### Saved data entries

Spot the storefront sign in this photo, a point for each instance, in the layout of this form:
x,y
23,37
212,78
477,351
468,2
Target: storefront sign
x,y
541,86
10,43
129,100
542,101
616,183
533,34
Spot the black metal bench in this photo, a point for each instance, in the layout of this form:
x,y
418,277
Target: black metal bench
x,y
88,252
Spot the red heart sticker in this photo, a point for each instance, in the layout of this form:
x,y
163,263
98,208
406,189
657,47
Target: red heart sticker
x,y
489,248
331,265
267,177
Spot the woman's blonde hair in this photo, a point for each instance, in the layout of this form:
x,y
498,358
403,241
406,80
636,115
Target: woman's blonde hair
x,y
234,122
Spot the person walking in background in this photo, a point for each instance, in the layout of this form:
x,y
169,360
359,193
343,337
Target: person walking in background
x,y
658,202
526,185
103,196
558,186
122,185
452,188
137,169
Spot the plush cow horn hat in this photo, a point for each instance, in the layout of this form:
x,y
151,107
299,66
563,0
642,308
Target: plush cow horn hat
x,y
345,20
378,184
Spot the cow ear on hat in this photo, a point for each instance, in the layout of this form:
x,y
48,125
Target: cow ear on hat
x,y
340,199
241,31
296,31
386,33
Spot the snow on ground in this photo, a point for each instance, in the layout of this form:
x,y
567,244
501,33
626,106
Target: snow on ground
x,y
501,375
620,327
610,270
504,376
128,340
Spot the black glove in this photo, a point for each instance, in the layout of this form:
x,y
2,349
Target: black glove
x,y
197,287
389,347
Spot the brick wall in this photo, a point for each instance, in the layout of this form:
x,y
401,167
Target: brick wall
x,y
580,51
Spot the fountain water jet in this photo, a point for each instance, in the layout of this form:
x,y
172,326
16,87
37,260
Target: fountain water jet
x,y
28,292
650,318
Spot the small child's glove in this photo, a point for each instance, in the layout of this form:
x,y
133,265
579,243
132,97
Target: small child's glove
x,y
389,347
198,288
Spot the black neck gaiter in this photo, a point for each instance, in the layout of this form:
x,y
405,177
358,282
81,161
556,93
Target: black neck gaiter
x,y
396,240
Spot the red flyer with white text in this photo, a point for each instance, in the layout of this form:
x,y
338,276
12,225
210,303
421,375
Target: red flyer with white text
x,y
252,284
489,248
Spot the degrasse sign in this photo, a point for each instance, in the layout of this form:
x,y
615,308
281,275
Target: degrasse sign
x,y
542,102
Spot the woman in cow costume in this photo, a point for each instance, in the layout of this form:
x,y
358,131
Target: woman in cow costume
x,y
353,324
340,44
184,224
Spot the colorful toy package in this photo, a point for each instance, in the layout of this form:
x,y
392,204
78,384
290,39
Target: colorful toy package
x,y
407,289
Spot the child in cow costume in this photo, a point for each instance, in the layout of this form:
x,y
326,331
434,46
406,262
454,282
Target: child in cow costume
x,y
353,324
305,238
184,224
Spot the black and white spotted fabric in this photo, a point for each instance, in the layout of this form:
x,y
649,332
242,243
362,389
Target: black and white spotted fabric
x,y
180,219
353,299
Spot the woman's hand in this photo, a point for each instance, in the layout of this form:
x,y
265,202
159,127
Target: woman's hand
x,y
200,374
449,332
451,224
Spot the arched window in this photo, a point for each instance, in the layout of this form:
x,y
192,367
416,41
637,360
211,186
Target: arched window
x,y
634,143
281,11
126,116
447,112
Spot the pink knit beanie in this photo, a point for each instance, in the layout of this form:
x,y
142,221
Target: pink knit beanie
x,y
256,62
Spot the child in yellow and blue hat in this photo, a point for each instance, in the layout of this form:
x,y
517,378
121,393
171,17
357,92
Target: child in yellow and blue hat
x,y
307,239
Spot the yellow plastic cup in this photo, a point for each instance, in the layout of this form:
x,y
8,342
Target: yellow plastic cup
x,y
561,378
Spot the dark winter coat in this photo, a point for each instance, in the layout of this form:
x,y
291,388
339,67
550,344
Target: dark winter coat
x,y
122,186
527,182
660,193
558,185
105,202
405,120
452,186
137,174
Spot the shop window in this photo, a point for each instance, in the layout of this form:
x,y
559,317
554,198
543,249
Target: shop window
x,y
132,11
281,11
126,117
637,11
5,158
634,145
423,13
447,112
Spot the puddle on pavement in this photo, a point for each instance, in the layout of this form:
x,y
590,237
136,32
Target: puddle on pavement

### Work instruction
Repeat every record above precisely.

### Solution to this task
Spot the storefront sign in this photo, a point for each instance, in the layout of this form:
x,y
23,37
212,78
477,351
468,2
Target: storefront sign
x,y
541,86
10,43
129,100
542,101
616,183
533,34
Spot the black metal bench in this photo, a point for each instance, in the layout of this form:
x,y
418,277
Target: black metal bench
x,y
88,252
Spot the red heart sticker in this photo, a point for each instance, in the layout of this form:
x,y
163,263
98,208
406,189
657,47
Target: red heart sticker
x,y
489,248
331,265
267,177
Spot the woman's blonde hair in this photo, a point for each instance, in the layout of this form:
x,y
498,358
403,241
406,80
636,115
Target: woman's blonde hair
x,y
234,122
Spot the person walking in background in this photo, a point for each instance, in the layout of this form:
x,y
169,360
359,193
343,337
Target: person walking in background
x,y
658,202
526,185
103,196
558,186
122,185
452,188
137,169
Spot the plush cow horn hat in this photo, a point for each instance, in the layout of this form:
x,y
151,107
299,66
563,0
642,308
Target: plush cow horn hat
x,y
345,20
378,184
Spot the cow ear on hat in this photo, a point for each instance, in the layout of this form:
x,y
48,125
Target: cow ear on hat
x,y
340,199
241,31
296,31
386,33
Spot the snow on ground in this photo, a point for each instance, in the layout of this form:
x,y
567,244
501,33
626,106
Target: snow on ground
x,y
501,375
620,327
610,270
504,376
128,340
Spot the black glove in this photo, a point for each instance, in the layout of this form:
x,y
2,349
Target: black glove
x,y
197,287
389,347
Spot the brick wall in this photo, a point for each instance, in the layout of this form:
x,y
401,167
Target: brick wall
x,y
580,51
Spot the fountain water jet in this photo, a point for each instance, in the layout of this form:
x,y
172,326
16,87
37,260
Target: fountain water jet
x,y
28,292
650,318
Spot the small child's glove in this photo, a point for each instance, in the layout of this form:
x,y
133,265
579,243
132,97
Target: small child's glove
x,y
389,347
198,288
Spot the black neck gaiter in this photo, a point for each instance, in the layout of this form:
x,y
405,177
358,282
81,161
556,93
Target: black neck gaiter
x,y
396,240
Spot the red flyer with white text in this photo, a point for each instance, in the layout of this form:
x,y
338,276
12,225
210,303
421,375
Target: red flyer with white text
x,y
252,284
489,248
Spot the degrasse sign in this photo, a point for each instance, in the layout of this form:
x,y
615,308
281,275
Target: degrasse sign
x,y
542,102
Spot the woman in cow costume in this photo, a point for each instance, in the layout of this form:
x,y
358,131
Target: woman in cow costume
x,y
353,324
340,44
184,224
Spot the colorful toy package in this photo, a point for each instance, in the layout of this form:
x,y
392,204
78,384
290,39
Target: colorful toy package
x,y
407,289
Spot the child in cow costume in this photo, a point for each instance, in the layout of this form:
x,y
326,331
434,46
406,262
454,282
Target: child in cow costume
x,y
353,324
305,238
184,224
Spot the black and white spotted fabric in this photo, a point for each instance, in the layout of this form:
x,y
649,332
242,243
362,389
Target: black and white spotted fabric
x,y
180,219
353,299
Spot the woman's hand in this photo, a point for each instance, in the layout of this form:
x,y
265,202
159,127
Target: woman's hand
x,y
200,374
449,332
451,224
Spot the arched window in this photo, a point for each instance, in the layout of this form:
x,y
192,367
416,41
637,360
211,186
Target: arched window
x,y
634,143
281,11
126,116
447,112
Spot the pink knit beanie in this photo, a point for each instance, in the layout of this form:
x,y
142,221
Target: pink knit beanie
x,y
256,62
Spot the child in yellow and blue hat in this photo, a point for each instance, in the layout of this form:
x,y
517,378
121,393
171,17
357,92
Target: child in yellow and blue hat
x,y
307,239
Spot the yellow plastic cup in this photo, a point for each instance, in the layout of this form:
x,y
8,342
Target: yellow plastic cup
x,y
561,378
Spot the dark winter coat in this photo, a point for each instance, in the layout of this form:
x,y
291,388
339,67
550,344
Target: dark winter coat
x,y
122,186
527,182
660,193
558,185
105,202
405,120
452,186
137,174
Spot the shop window in this photo, a point for each instance, in the layout of this form:
x,y
559,317
554,198
543,249
Target: shop window
x,y
132,11
281,11
126,117
637,11
5,158
634,145
423,13
447,112
Spot the puddle on pavement in this photo, a point for each instance, in the layout of this form:
x,y
590,237
136,32
Target: puddle on pavement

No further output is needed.